-- begin Data supplied --

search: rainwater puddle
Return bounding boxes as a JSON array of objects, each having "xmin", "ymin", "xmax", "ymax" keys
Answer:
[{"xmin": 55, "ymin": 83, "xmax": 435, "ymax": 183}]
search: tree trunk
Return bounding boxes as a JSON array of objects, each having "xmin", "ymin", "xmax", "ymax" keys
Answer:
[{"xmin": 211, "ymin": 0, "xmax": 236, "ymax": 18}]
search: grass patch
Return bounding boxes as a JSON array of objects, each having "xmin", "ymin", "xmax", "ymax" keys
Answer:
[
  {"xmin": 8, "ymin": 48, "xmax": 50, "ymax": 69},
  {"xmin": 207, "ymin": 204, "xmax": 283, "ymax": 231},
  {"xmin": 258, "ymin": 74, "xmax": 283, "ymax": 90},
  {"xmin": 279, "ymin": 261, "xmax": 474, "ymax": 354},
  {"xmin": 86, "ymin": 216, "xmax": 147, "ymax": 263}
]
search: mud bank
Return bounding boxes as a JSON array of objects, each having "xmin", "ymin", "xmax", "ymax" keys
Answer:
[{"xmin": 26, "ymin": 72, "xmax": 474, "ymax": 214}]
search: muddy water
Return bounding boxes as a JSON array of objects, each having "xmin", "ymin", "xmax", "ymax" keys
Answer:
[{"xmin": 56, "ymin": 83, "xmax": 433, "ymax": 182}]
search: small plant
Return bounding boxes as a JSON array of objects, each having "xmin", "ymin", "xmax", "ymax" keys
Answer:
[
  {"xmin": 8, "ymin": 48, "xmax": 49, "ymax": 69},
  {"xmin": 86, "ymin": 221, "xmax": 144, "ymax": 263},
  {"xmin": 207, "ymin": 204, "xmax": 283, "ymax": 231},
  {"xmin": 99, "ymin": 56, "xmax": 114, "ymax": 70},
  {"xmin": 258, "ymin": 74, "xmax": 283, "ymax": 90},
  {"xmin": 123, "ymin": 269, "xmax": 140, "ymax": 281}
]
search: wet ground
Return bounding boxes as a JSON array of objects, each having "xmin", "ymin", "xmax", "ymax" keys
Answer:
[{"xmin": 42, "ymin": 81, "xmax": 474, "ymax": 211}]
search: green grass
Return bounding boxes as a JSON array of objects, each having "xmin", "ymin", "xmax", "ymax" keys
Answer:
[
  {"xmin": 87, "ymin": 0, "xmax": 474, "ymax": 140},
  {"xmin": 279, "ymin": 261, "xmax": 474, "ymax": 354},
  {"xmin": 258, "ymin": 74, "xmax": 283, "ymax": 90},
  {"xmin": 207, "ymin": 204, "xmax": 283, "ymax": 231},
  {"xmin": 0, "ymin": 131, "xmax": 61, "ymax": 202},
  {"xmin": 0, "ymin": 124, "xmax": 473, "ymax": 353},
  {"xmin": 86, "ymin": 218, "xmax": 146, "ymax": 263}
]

-- end Data supplied --

§ Your task
Could you copy every line of the material above verbatim, without changing anything?

§ Written answer
search: rainwater puddle
Return bounding boxes as a JSON array of objects, each having "xmin", "ymin", "xmax", "ymax" keys
Answer:
[{"xmin": 55, "ymin": 83, "xmax": 435, "ymax": 183}]
search: tree trunk
Return bounding boxes as a JSON array of objects, each having "xmin", "ymin", "xmax", "ymax" keys
Answer:
[{"xmin": 211, "ymin": 0, "xmax": 236, "ymax": 18}]
search: grass patch
Return bounding boxes as a JSON array of objects, each having "xmin", "ymin", "xmax", "ymax" keys
Answer:
[
  {"xmin": 8, "ymin": 48, "xmax": 50, "ymax": 69},
  {"xmin": 207, "ymin": 204, "xmax": 283, "ymax": 231},
  {"xmin": 258, "ymin": 74, "xmax": 283, "ymax": 90},
  {"xmin": 279, "ymin": 261, "xmax": 474, "ymax": 354},
  {"xmin": 86, "ymin": 216, "xmax": 147, "ymax": 263}
]
search: mud bank
Return bounding boxes as a JSON array of objects, each having "xmin", "ymin", "xmax", "ymax" keys
Answer:
[{"xmin": 26, "ymin": 72, "xmax": 474, "ymax": 214}]
search: muddy water
Return bounding boxes as a JSON array of objects, each having "xmin", "ymin", "xmax", "ymax" keys
Answer:
[{"xmin": 56, "ymin": 83, "xmax": 433, "ymax": 182}]
search: small plant
Return bounding boxes as a JSON array of objects, each having "xmin", "ymin", "xmax", "ymax" keys
Answer:
[
  {"xmin": 8, "ymin": 48, "xmax": 49, "ymax": 69},
  {"xmin": 86, "ymin": 221, "xmax": 144, "ymax": 263},
  {"xmin": 207, "ymin": 204, "xmax": 283, "ymax": 231},
  {"xmin": 99, "ymin": 56, "xmax": 114, "ymax": 70},
  {"xmin": 258, "ymin": 74, "xmax": 283, "ymax": 90},
  {"xmin": 123, "ymin": 269, "xmax": 140, "ymax": 281}
]
search: wet ground
Return bounding boxes as a JSON array of objects, each having "xmin", "ymin", "xmax", "ymax" keys
Answer:
[{"xmin": 42, "ymin": 81, "xmax": 474, "ymax": 211}]
search: green grass
Return bounding boxes as a JSON array of objects, each having "xmin", "ymin", "xmax", "ymax" keys
Answer:
[
  {"xmin": 87, "ymin": 0, "xmax": 474, "ymax": 140},
  {"xmin": 279, "ymin": 261, "xmax": 474, "ymax": 354},
  {"xmin": 258, "ymin": 74, "xmax": 283, "ymax": 90},
  {"xmin": 207, "ymin": 204, "xmax": 283, "ymax": 231},
  {"xmin": 0, "ymin": 131, "xmax": 61, "ymax": 202},
  {"xmin": 0, "ymin": 124, "xmax": 473, "ymax": 353},
  {"xmin": 86, "ymin": 218, "xmax": 146, "ymax": 263}
]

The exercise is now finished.